● Aim
Copy each of the following rows verbatim, keeping every word, number, and punctuation mark unchanged.

● The input
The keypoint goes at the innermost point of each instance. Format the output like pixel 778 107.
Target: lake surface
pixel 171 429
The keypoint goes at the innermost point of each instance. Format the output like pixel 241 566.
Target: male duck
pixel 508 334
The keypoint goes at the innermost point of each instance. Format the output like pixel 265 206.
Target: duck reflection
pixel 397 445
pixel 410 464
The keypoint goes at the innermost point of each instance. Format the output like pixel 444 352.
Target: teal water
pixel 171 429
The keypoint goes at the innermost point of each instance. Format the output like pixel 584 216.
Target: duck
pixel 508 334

● Full output
The keypoint goes at the innermost point of each instance. Format the output like pixel 778 107.
Target: lake surface
pixel 171 429
The keypoint goes at the innermost point of each instance. Format the output like pixel 241 566.
Target: male duck
pixel 508 334
The keypoint goes at the innermost point of each instance. Format the output like pixel 265 206.
Target: duck reflection
pixel 397 445
pixel 410 464
The keypoint goes at the innermost point of each instance. Format the output like pixel 444 352.
Target: teal water
pixel 171 429
The keypoint goes at the innermost point of each instance. Format the output like pixel 584 216.
Target: duck
pixel 508 334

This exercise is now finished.